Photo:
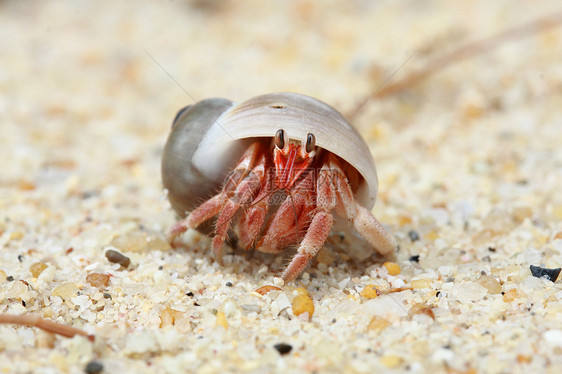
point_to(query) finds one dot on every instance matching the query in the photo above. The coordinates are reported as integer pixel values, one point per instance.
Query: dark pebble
(550, 274)
(415, 258)
(283, 348)
(413, 235)
(93, 367)
(117, 258)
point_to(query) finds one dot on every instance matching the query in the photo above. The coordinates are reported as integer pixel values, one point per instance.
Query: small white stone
(280, 303)
(553, 337)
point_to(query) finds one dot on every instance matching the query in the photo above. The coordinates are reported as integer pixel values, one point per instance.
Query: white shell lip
(298, 115)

::::::::::

Task brief — Only the text of the records belongs in the answer; reproduce it verbatim, with no pictures.

Answer —
Photo:
point_to(query) finds one dot on every instance matching the query in the photo above. The coordinates are reported as integer pixel values, one point per instance.
Query: dark pebble
(550, 274)
(415, 258)
(283, 348)
(413, 235)
(93, 367)
(117, 258)
point_to(query) finds one dot on every instance matching the query in the photo above. The coordinates are reported as integer pixel values, one point per instance.
Query: small white stone
(280, 303)
(553, 337)
point_to(query) finds one dot on every instance matching the query in the photo above. The coordinates are reported as integer pixel values, one point per instance.
Query: white shell lip
(298, 115)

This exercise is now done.